WHAT YOU ARE ASKED TO DO: Please transcribe, exactly and only, the lines of the records below from the one holding "Target: grassy bank" to the very end.
====== DATA RECORDS
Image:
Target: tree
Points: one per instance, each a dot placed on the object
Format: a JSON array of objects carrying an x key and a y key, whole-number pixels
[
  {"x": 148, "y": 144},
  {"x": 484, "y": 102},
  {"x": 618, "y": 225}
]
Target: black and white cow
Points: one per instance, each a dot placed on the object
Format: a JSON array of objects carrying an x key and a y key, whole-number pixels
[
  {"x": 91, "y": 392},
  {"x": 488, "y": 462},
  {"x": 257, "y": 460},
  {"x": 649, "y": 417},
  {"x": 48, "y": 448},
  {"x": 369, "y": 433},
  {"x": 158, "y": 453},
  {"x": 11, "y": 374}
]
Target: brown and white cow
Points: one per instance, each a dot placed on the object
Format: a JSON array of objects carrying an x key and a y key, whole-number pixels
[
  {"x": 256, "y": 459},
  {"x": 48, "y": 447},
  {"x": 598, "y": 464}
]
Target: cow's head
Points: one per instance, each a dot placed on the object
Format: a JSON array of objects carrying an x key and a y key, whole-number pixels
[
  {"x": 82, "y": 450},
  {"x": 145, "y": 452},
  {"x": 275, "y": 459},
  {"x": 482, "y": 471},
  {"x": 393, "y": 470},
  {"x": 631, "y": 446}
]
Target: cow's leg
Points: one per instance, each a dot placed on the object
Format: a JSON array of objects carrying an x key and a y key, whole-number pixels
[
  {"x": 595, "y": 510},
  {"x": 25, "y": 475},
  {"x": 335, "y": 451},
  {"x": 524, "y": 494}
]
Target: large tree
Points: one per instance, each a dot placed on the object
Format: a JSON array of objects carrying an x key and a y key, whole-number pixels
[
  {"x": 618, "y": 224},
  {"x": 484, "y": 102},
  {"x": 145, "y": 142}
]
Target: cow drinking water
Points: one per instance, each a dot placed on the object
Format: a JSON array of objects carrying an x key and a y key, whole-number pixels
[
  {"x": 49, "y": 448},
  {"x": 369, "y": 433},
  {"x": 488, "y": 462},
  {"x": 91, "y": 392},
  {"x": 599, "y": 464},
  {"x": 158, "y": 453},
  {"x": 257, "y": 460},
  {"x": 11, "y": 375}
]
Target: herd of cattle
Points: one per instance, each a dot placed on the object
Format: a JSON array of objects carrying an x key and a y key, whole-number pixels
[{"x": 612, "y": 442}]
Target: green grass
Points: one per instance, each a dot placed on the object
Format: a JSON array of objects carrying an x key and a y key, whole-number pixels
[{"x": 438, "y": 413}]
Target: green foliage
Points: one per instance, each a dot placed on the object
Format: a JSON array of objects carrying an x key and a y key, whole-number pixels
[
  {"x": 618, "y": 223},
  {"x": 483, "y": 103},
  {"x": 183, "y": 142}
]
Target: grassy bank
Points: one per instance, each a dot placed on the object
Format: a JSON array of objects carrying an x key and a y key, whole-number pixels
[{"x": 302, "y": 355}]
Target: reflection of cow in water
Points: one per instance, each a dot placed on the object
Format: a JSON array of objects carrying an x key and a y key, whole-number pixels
============
SOLUTION FOR THIS PROBLEM:
Target: grassy bank
Points: one per instance, each a dot placed on the object
Format: a JSON array of objects carrying an x key and a y key, whole-number pixels
[{"x": 302, "y": 355}]
Target: reflection of cow in water
Points: one per instance, each a dot placed on the object
Format: a JSON array of objects carrying an x key and a y key, whole-number pixels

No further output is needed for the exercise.